◆ Set exercise A ◆
In the passage on capital-project delivery, how much yearly capital spending on physical assets does the net-zero transition scenario call for?
◆ Set exercise B ◆
Continue the passage on capital-project delivery, starting right after its final sentence.

◆ Passage provided ◆
Our yearlong research into next-generation project delivery methods revealed that sustained capability building and a redesigned talent pipeline are fundamental requirements for transforming the execution of large capital projects. Such projects are at the center of the global transition to net zero by 2050, so this type of transformation is now urgent. A plausible net-zero 2050 transition scenario envisions an average of $9.2 trillion a year to 2050 in capital spending on physical assets for energy and land use systems. An additional $1 trillion of today’s annual spending would have to be reallocated from high-emissions to low-emissions assets. To get the desired results from these investments, companies will need innovative approaches coupled with sophisticated stakeholder management—transforming capital-project delivery as we know it.

Yet systematically training and retaining qualified employees is an ongoing issue for most capital-project businesses. Many contractors claim they would like to offer regular, comprehensive training but add that they don’t know where to start or consider the problem just too big. After all, the industry is project based, decentralized, and fluid by nature. Employees rotate not only within companies but also across the sector, and resources are often subcontracted. Add acute labor shortages to the mix, and systematic capability building has become a significant hurdle.

◆ Supplied information ◆
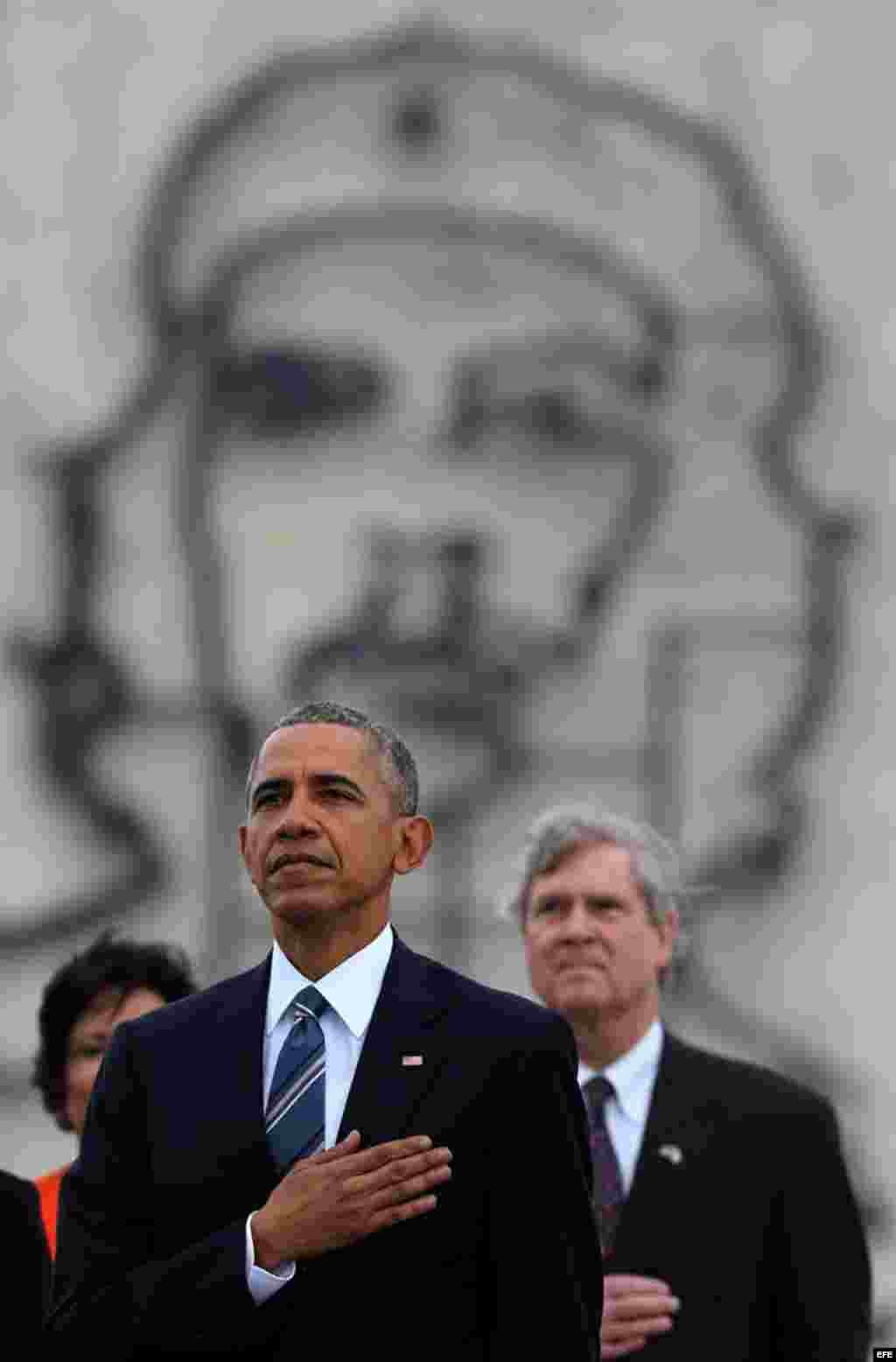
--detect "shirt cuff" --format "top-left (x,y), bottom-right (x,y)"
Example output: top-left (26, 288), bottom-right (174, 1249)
top-left (245, 1211), bottom-right (296, 1305)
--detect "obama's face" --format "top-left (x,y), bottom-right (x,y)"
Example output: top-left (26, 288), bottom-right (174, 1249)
top-left (192, 217), bottom-right (664, 713)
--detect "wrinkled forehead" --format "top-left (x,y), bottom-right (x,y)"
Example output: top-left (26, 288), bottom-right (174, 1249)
top-left (169, 24), bottom-right (772, 321)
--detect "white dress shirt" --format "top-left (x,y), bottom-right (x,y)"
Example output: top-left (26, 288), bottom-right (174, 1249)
top-left (578, 1020), bottom-right (663, 1196)
top-left (247, 923), bottom-right (394, 1305)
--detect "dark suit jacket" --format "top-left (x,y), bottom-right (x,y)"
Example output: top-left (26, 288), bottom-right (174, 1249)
top-left (49, 940), bottom-right (602, 1362)
top-left (605, 1036), bottom-right (870, 1362)
top-left (0, 1173), bottom-right (51, 1340)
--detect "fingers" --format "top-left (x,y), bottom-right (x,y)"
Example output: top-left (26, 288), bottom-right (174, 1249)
top-left (345, 1147), bottom-right (451, 1195)
top-left (603, 1272), bottom-right (671, 1295)
top-left (600, 1339), bottom-right (647, 1362)
top-left (600, 1274), bottom-right (681, 1359)
top-left (369, 1163), bottom-right (451, 1211)
top-left (370, 1196), bottom-right (438, 1232)
top-left (605, 1295), bottom-right (681, 1323)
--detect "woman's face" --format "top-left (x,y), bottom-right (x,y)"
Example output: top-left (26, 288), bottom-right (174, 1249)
top-left (64, 989), bottom-right (164, 1140)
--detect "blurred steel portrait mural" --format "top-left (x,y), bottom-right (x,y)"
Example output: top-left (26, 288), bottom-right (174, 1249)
top-left (3, 22), bottom-right (854, 1018)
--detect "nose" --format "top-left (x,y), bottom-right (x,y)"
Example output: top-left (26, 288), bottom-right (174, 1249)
top-left (561, 899), bottom-right (598, 941)
top-left (275, 790), bottom-right (320, 842)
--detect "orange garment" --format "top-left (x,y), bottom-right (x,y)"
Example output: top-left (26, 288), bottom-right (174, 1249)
top-left (34, 1163), bottom-right (71, 1259)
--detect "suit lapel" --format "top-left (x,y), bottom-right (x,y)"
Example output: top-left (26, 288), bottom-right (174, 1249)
top-left (196, 956), bottom-right (276, 1189)
top-left (614, 1034), bottom-right (708, 1260)
top-left (340, 936), bottom-right (450, 1146)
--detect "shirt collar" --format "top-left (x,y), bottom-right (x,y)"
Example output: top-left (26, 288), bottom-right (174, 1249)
top-left (264, 922), bottom-right (395, 1039)
top-left (578, 1017), bottom-right (663, 1121)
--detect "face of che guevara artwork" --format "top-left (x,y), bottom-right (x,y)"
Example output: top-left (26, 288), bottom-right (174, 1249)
top-left (5, 25), bottom-right (850, 1013)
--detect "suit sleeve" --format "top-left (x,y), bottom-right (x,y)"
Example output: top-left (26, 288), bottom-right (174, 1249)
top-left (487, 1014), bottom-right (603, 1362)
top-left (771, 1100), bottom-right (872, 1362)
top-left (46, 1027), bottom-right (283, 1362)
top-left (9, 1179), bottom-right (51, 1352)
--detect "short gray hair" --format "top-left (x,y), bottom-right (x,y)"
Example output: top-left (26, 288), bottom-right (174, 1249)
top-left (247, 700), bottom-right (419, 816)
top-left (505, 805), bottom-right (685, 928)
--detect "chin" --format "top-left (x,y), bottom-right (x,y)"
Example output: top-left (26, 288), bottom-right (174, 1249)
top-left (550, 983), bottom-right (609, 1016)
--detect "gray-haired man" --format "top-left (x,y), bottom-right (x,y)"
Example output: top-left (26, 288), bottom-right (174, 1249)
top-left (514, 809), bottom-right (870, 1362)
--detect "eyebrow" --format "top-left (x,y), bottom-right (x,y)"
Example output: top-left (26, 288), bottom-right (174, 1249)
top-left (309, 771), bottom-right (367, 799)
top-left (246, 771), bottom-right (367, 806)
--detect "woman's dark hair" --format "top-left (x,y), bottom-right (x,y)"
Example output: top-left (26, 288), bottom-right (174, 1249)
top-left (32, 931), bottom-right (196, 1130)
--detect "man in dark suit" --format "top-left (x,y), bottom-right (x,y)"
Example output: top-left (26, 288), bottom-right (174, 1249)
top-left (0, 1171), bottom-right (51, 1334)
top-left (512, 809), bottom-right (870, 1362)
top-left (49, 704), bottom-right (602, 1362)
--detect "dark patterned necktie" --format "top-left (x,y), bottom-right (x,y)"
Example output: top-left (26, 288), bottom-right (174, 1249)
top-left (264, 985), bottom-right (326, 1174)
top-left (583, 1073), bottom-right (625, 1257)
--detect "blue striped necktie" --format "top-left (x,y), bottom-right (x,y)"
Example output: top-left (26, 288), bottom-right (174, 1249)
top-left (264, 985), bottom-right (326, 1174)
top-left (584, 1073), bottom-right (625, 1257)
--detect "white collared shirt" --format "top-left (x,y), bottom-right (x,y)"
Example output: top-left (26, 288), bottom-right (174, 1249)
top-left (247, 923), bottom-right (395, 1305)
top-left (578, 1020), bottom-right (663, 1196)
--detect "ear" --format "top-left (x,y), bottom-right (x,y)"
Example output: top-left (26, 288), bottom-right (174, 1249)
top-left (656, 909), bottom-right (681, 970)
top-left (392, 813), bottom-right (436, 874)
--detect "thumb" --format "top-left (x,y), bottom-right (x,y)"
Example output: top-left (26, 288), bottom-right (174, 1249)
top-left (308, 1130), bottom-right (360, 1163)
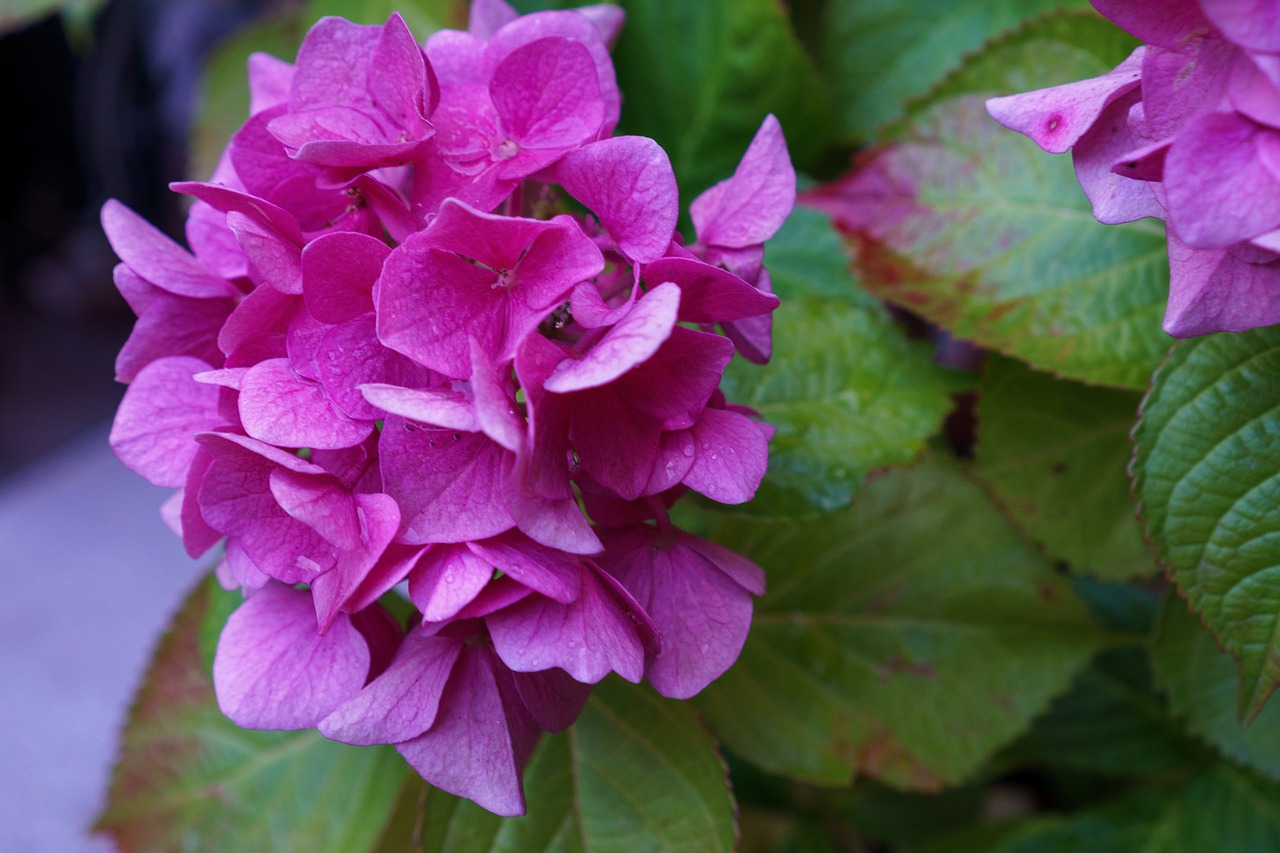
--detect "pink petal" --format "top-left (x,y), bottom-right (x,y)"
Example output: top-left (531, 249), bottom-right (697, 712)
top-left (239, 359), bottom-right (374, 450)
top-left (408, 544), bottom-right (493, 622)
top-left (485, 558), bottom-right (645, 684)
top-left (379, 416), bottom-right (515, 544)
top-left (1164, 232), bottom-right (1280, 338)
top-left (556, 136), bottom-right (678, 264)
top-left (544, 283), bottom-right (680, 393)
top-left (302, 232), bottom-right (392, 323)
top-left (109, 356), bottom-right (224, 488)
top-left (987, 47), bottom-right (1146, 154)
top-left (320, 631), bottom-right (462, 745)
top-left (1165, 113), bottom-right (1280, 248)
top-left (102, 199), bottom-right (237, 298)
top-left (689, 115), bottom-right (796, 245)
top-left (1089, 0), bottom-right (1210, 49)
top-left (397, 647), bottom-right (540, 817)
top-left (214, 584), bottom-right (369, 729)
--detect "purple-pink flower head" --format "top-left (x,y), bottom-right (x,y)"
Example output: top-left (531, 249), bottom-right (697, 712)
top-left (102, 0), bottom-right (795, 815)
top-left (987, 0), bottom-right (1280, 337)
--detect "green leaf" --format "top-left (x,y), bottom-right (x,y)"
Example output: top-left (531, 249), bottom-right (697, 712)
top-left (95, 579), bottom-right (406, 853)
top-left (1152, 596), bottom-right (1280, 779)
top-left (764, 206), bottom-right (878, 307)
top-left (613, 0), bottom-right (831, 205)
top-left (0, 0), bottom-right (102, 36)
top-left (1133, 327), bottom-right (1280, 719)
top-left (698, 461), bottom-right (1106, 790)
top-left (1019, 648), bottom-right (1196, 776)
top-left (723, 298), bottom-right (963, 517)
top-left (973, 350), bottom-right (1156, 580)
top-left (818, 19), bottom-right (1169, 388)
top-left (988, 763), bottom-right (1280, 853)
top-left (822, 0), bottom-right (1085, 142)
top-left (404, 679), bottom-right (736, 853)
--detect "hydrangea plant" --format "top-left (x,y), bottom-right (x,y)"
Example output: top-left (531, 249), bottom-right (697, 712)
top-left (90, 0), bottom-right (1280, 853)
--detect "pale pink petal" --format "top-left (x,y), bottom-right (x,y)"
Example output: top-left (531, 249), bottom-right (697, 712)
top-left (319, 631), bottom-right (462, 744)
top-left (556, 136), bottom-right (678, 264)
top-left (214, 584), bottom-right (369, 729)
top-left (689, 115), bottom-right (796, 245)
top-left (108, 356), bottom-right (225, 488)
top-left (987, 47), bottom-right (1146, 154)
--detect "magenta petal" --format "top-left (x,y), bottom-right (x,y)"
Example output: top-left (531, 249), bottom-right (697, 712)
top-left (408, 544), bottom-right (494, 622)
top-left (239, 359), bottom-right (374, 450)
top-left (379, 416), bottom-right (515, 544)
top-left (397, 647), bottom-right (540, 817)
top-left (1199, 0), bottom-right (1280, 54)
top-left (987, 47), bottom-right (1146, 154)
top-left (109, 357), bottom-right (225, 488)
top-left (102, 199), bottom-right (237, 298)
top-left (684, 409), bottom-right (769, 503)
top-left (214, 584), bottom-right (369, 729)
top-left (320, 631), bottom-right (462, 744)
top-left (556, 136), bottom-right (680, 264)
top-left (1089, 0), bottom-right (1211, 49)
top-left (467, 532), bottom-right (582, 605)
top-left (485, 558), bottom-right (645, 684)
top-left (1071, 92), bottom-right (1165, 225)
top-left (489, 36), bottom-right (604, 149)
top-left (1165, 113), bottom-right (1280, 248)
top-left (302, 232), bottom-right (392, 324)
top-left (512, 670), bottom-right (591, 731)
top-left (689, 115), bottom-right (796, 245)
top-left (360, 383), bottom-right (480, 433)
top-left (544, 283), bottom-right (680, 393)
top-left (645, 257), bottom-right (778, 323)
top-left (1165, 232), bottom-right (1280, 338)
top-left (270, 467), bottom-right (360, 551)
top-left (309, 491), bottom-right (403, 630)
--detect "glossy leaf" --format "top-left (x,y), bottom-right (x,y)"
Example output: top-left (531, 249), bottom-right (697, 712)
top-left (404, 679), bottom-right (736, 853)
top-left (722, 298), bottom-right (964, 517)
top-left (986, 763), bottom-right (1280, 853)
top-left (1133, 327), bottom-right (1280, 719)
top-left (96, 579), bottom-right (407, 853)
top-left (973, 350), bottom-right (1156, 579)
top-left (613, 0), bottom-right (829, 205)
top-left (1152, 596), bottom-right (1280, 779)
top-left (812, 14), bottom-right (1170, 388)
top-left (698, 462), bottom-right (1105, 790)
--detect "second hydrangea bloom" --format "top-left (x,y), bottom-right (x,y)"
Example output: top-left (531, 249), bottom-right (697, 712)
top-left (988, 0), bottom-right (1280, 337)
top-left (102, 0), bottom-right (795, 815)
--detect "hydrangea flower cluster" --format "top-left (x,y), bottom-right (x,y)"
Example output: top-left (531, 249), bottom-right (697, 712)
top-left (102, 0), bottom-right (795, 815)
top-left (987, 0), bottom-right (1280, 337)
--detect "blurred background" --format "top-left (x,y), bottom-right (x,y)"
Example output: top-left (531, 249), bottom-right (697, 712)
top-left (0, 0), bottom-right (302, 853)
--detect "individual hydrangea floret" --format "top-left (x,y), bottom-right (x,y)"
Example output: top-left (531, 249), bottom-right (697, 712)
top-left (102, 0), bottom-right (795, 815)
top-left (987, 0), bottom-right (1280, 337)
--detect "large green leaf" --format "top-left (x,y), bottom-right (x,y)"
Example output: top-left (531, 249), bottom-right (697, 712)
top-left (1018, 648), bottom-right (1196, 776)
top-left (988, 763), bottom-right (1280, 853)
top-left (818, 17), bottom-right (1169, 388)
top-left (723, 292), bottom-right (963, 517)
top-left (698, 462), bottom-right (1105, 790)
top-left (1133, 327), bottom-right (1280, 719)
top-left (973, 350), bottom-right (1156, 579)
top-left (96, 579), bottom-right (406, 853)
top-left (822, 0), bottom-right (1085, 142)
top-left (1152, 596), bottom-right (1280, 779)
top-left (614, 0), bottom-right (831, 205)
top-left (389, 679), bottom-right (736, 853)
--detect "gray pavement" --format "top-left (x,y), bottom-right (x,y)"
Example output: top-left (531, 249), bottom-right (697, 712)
top-left (0, 424), bottom-right (202, 853)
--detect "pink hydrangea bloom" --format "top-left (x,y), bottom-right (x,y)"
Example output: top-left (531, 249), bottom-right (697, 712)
top-left (102, 0), bottom-right (795, 815)
top-left (987, 0), bottom-right (1280, 337)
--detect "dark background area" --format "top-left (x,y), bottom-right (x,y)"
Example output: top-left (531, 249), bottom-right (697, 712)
top-left (0, 0), bottom-right (280, 476)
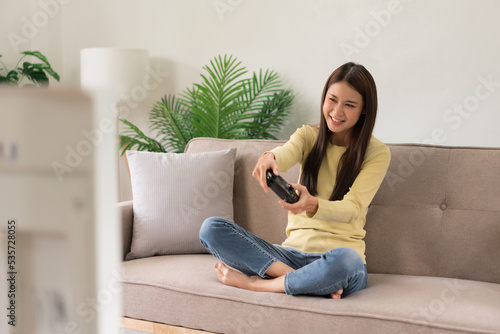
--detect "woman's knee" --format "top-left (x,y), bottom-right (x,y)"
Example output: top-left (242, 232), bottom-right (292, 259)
top-left (199, 217), bottom-right (229, 246)
top-left (200, 217), bottom-right (219, 242)
top-left (325, 247), bottom-right (364, 272)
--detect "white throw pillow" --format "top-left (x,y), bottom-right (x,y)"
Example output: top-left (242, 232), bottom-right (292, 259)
top-left (126, 148), bottom-right (236, 260)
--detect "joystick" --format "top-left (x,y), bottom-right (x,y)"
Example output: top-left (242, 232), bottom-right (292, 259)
top-left (266, 169), bottom-right (299, 203)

◆ Expected answer A ◆
An average of $9.2 trillion a year to 2050, spent on physical assets for energy and land use systems.

◆ Expected answer B ◆
In response, large capital-project companies can take a step up from project-by-project hiring by creating a broad capability-building program that addresses skill gaps across the employee base. Such a program can integrate skill-building efforts into day-to-day people development—including clear career paths and correlated training—and should be aligned with a company’s strategic priorities. A new program should also develop a mix of hard and soft skills and use virtual tools to connect the leadership with employees across the business.

This kind of systemic capability building can’t be an afterthought. With today’s labor mismatches, companies offering superior people development have an advantage. Don’t be left behind.

Hiring, training—and maintaining

Success in the capital-project industry rests heavily on the shoulders of its skilled employees. Companies have a continuing need for workers who can make rapid decisions, even with imperfect information; manage a growing set of stakeholders, from clients and subcontractors to local authorities; and proactively manage the risks, such as commodity price increases or supply chain disruptions affecting project schedules—to name two recent examples.

However, because construction companies typically hire staff only as needed, they rarely have strong incentives to develop the longer-term capabilities of the workforce. Instead, they traditionally default to training new employees by having them work side-by-side with more seasoned ones.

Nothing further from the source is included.